• _Problem to work on_: Restate word for word the lines that run from the one containing "Is it possible to tell me where the limestone" to the last line of the data, both ends included.

Extracted data entries
►
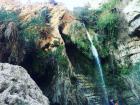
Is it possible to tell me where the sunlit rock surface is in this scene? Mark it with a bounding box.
[0,63,49,105]
[123,0,140,36]
[114,0,140,65]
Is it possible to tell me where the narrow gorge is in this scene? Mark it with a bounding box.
[0,0,140,105]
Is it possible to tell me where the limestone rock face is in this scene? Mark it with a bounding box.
[114,37,140,64]
[0,63,49,105]
[110,1,140,104]
[114,0,140,64]
[122,67,140,105]
[123,0,140,36]
[37,4,66,51]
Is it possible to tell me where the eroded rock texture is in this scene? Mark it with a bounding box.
[0,63,49,105]
[123,0,140,36]
[114,0,140,64]
[112,0,140,104]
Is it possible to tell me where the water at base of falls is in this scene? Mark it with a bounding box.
[83,24,109,105]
◄
• _Reply to the task_:
Is it possible to tell me where the limestone rock face is in this scene? Mark it with a bounding box.
[114,37,140,64]
[0,63,49,105]
[110,1,140,104]
[114,0,140,64]
[122,67,140,105]
[123,0,140,36]
[37,4,66,51]
Is it possible to tell me where the eroded rock texture is in this scene? Mark it with a bounding box.
[0,63,49,105]
[123,0,140,36]
[114,0,140,64]
[112,0,140,104]
Is it possible to tell me where the water at base of falls is in this scene? Mark it with a bounding box.
[83,24,109,105]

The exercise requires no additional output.